## start Supplied information
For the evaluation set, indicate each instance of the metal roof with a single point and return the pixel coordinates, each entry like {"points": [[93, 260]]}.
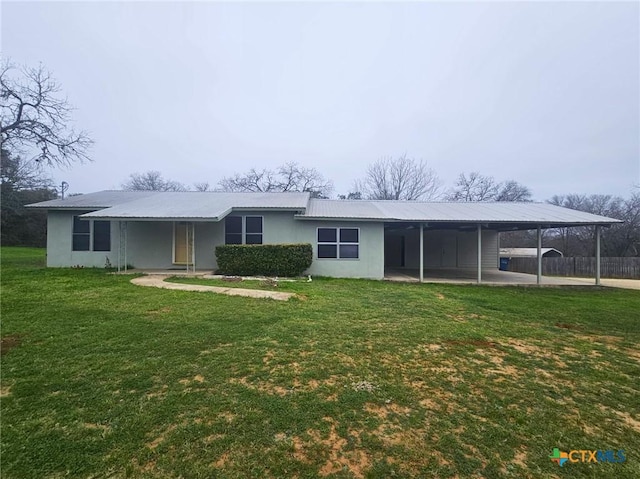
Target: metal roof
{"points": [[101, 199], [526, 252], [452, 212], [199, 205], [169, 205]]}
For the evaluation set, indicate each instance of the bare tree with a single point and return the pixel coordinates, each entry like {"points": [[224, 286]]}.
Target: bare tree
{"points": [[402, 178], [288, 177], [34, 118], [23, 182], [477, 187], [618, 240], [151, 181]]}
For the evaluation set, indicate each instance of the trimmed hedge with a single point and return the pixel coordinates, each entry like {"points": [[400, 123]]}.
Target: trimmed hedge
{"points": [[264, 260]]}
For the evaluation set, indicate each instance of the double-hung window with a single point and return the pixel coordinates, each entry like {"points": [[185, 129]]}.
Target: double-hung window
{"points": [[338, 243], [91, 235], [243, 229]]}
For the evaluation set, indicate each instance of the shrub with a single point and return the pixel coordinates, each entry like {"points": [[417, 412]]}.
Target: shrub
{"points": [[264, 260]]}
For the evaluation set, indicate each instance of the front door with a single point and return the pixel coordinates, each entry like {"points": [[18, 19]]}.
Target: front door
{"points": [[449, 249], [183, 233]]}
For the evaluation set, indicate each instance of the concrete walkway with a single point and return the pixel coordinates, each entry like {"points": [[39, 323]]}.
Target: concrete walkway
{"points": [[158, 281]]}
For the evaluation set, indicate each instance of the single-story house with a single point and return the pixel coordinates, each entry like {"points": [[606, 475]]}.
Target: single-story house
{"points": [[350, 238]]}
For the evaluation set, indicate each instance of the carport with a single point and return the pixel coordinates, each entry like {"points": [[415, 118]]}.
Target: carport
{"points": [[459, 241]]}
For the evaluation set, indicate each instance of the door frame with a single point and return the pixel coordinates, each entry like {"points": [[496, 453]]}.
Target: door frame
{"points": [[190, 243]]}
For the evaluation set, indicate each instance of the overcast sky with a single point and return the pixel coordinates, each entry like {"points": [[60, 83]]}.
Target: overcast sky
{"points": [[546, 94]]}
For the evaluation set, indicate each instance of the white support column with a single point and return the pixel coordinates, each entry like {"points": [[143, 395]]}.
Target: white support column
{"points": [[479, 253], [421, 252], [187, 252], [539, 256], [126, 239], [193, 248], [598, 255], [119, 244]]}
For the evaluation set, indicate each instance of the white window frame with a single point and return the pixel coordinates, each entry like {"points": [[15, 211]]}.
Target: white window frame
{"points": [[91, 235], [337, 243], [244, 228]]}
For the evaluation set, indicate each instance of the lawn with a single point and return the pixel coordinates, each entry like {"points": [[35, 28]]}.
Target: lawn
{"points": [[101, 378]]}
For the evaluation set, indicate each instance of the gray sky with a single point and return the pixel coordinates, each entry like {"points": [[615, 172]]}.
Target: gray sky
{"points": [[547, 93]]}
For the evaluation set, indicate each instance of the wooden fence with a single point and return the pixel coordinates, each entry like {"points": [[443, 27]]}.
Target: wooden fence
{"points": [[628, 268]]}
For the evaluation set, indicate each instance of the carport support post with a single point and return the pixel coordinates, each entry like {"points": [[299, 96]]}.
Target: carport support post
{"points": [[597, 255], [479, 253], [421, 252], [539, 253]]}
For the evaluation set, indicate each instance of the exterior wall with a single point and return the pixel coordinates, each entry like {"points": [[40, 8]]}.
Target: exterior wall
{"points": [[59, 243], [450, 249], [282, 227], [150, 243]]}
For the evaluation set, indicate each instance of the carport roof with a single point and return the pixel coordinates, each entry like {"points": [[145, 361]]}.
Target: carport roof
{"points": [[523, 214], [192, 205]]}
## end Supplied information
Directive: Rewrite the stretch of records from the line containing "the carport roof" through the end of the records, replacing "evaluation set" with "test set" and leaving everything else unchanged.

Answer for this exercise:
For the test set, indicate each instance of the carport roof with a single point and return the pixel coordinates, each entry like {"points": [[145, 361]]}.
Target: carport roof
{"points": [[523, 214], [192, 205]]}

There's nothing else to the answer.